▸ **Text passage**:
....
When optimizing software, we routinely measure the time that takes a given function or task. Our goal is to decide whether the new code is more or less efficient. The typical assumption is that we get a normal distribution of the timings, and so we should therefore report the average time. If the average time goes up, our new code is less efficient.
I believe that the normality assumption is frequently violated in software benchmarks. I recently gave a talk on precise and accurate benchmarking (video, slides) at a “Benchmarking in the Data Center” workshop where I made this point in detail.
Why should it matter? If you have normal distributions, you can mathematically increase the accuracy of the measure by taking more samples. Your error should go down as the square root of the number of measures.
If you ever tried to increase the number of samples in the hope of getting a more accurate result, you may have been severely disappointed. And that is because the timings often more closely ressemble a log normal distribution:
A log normal distribution is asymmetrical, you have mean that is relatively close the minimum, and a long tail… as you take more and more samples, you may find more and more large values.
....
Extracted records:
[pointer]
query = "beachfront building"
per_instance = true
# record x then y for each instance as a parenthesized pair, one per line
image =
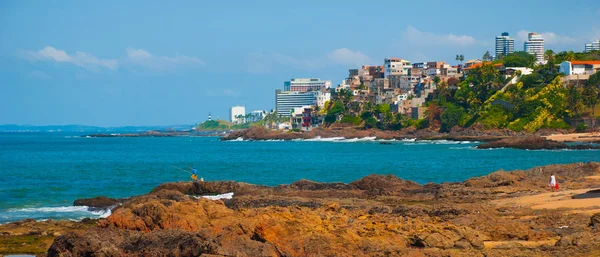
(306, 84)
(594, 46)
(535, 46)
(505, 45)
(579, 67)
(396, 66)
(237, 114)
(285, 102)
....
▸ **Instruction**:
Copy word for word the part of the benchmark timing text above that begins with the words "I believe that" and stops after the words "point in detail.".

▸ **Output**:
I believe that the normality assumption is frequently violated in software benchmarks. I recently gave a talk on precise and accurate benchmarking (video, slides) at a “Benchmarking in the Data Center” workshop where I made this point in detail.